» **Consignes**:
Rédigez la suite de l'article sur la fuite de documents diplomatiques marocains sur Twitter, en reprenant après sa dernière phrase.

» **Extrait de page**:
────────────────────
LES SOUPÇONS SE PORTENT SUR LE DGSE
Lorsque le Maroc a rompu avec la France, ses services secrets sont entrés en guerre.
Rabat a mis fin à la coopération antiterroriste avec Paris et les services de renseignement français se sont vengés en révélant sur Twitter des centaines de documents confidentiels marocains.
Tout à coup, à partir du 2 octobre 2014, à partir d’un profil Twitter anonyme (@chris_coleman24), tout, des câbles secrets d’Omar Hilale, l’ambassadeur marocain auprès de l’ONU pour le Sahara occidental, à une lettre de recommandation pour sa fille du ministre marocain des Affaires étrangères, Salahedin Mezzouar, a été déversé sur le réseau social. Avec des hauts et des bas, jusqu’aux premiers jours de 2015, des centaines de documents de la diplomatie marocaine et de son service secret des affaires étrangères, la Direction générale des études et de la documentation (DGED), ont été mis au jour, ainsi que quelques lettres ou photos privées, comme celles du mariage de la ministre Mbarka Bouida, toutes sans conséquence. Le tweeter anonyme a montré sa sympathie pour le Front Polisario et a affirmé en français vouloir « déstabiliser le Maroc ».
────────────────────
» **Données extraites**:
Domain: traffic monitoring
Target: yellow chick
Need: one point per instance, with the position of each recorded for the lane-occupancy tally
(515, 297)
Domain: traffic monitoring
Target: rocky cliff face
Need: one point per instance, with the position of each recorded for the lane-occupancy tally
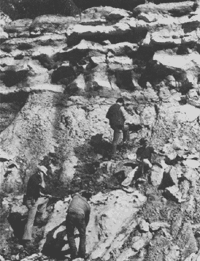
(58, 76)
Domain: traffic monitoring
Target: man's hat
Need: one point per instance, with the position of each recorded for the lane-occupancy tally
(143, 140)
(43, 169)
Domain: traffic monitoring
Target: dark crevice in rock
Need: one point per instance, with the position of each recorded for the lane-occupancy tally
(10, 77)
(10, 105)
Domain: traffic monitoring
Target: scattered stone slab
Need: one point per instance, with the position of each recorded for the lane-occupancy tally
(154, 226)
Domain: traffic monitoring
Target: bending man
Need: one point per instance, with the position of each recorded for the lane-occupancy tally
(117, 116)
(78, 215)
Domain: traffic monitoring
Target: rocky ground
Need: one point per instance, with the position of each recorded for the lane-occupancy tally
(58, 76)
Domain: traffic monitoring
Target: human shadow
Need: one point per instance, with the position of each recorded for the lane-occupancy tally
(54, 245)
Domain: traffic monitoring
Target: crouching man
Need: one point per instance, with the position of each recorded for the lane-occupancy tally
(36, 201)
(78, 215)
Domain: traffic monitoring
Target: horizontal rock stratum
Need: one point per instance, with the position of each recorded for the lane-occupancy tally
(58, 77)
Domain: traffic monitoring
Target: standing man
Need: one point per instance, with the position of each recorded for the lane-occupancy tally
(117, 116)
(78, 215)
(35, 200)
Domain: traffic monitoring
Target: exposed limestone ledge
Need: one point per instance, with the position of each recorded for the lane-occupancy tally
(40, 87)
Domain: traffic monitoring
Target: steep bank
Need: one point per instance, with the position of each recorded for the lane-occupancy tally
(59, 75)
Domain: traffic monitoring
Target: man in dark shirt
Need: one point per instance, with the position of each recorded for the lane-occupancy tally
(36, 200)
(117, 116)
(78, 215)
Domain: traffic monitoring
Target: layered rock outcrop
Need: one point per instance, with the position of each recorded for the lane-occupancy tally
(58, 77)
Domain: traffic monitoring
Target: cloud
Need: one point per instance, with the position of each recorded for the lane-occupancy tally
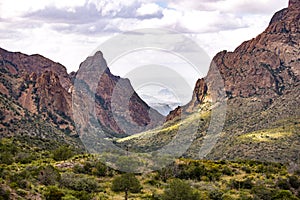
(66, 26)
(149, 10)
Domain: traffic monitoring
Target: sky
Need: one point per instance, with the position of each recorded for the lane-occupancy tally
────────────────────
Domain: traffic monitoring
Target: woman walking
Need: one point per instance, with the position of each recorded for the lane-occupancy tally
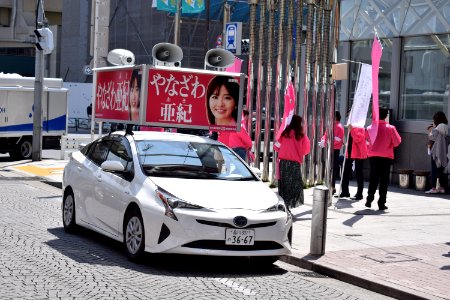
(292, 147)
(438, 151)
────────────────────
» **Réponse attendue**:
Six ans plus tard, les soupçons sur l’identité des auteurs de ce profil, qui utilisait le nom de l’entraîneur de l’équipe nationale de football du Pays de Galles, ne pointent plus vers un jeune hacker sahraoui pro-indépendance ou vers les services secrets algériens, comme l’avaient dénoncé à l’époque plusieurs ministres et journalistes marocains. Ils pointent du doigt la Direction générale de la sécurité extérieure (DGSE), les services secrets français. La colère de Rabat contre Paris a commencé le 20 février 2014 lorsque sept officiers de police judiciaire français ont frappé à la porte de la résidence de l’ambassadeur du Maroc à Paris où se trouvait Abdellatif Hammouchi, le chef de la Direction générale de la surveillance du territoire, l’élite de la police marocaine qui assure également des tâches comme la brigade politico-sociale à l’époque de Franco.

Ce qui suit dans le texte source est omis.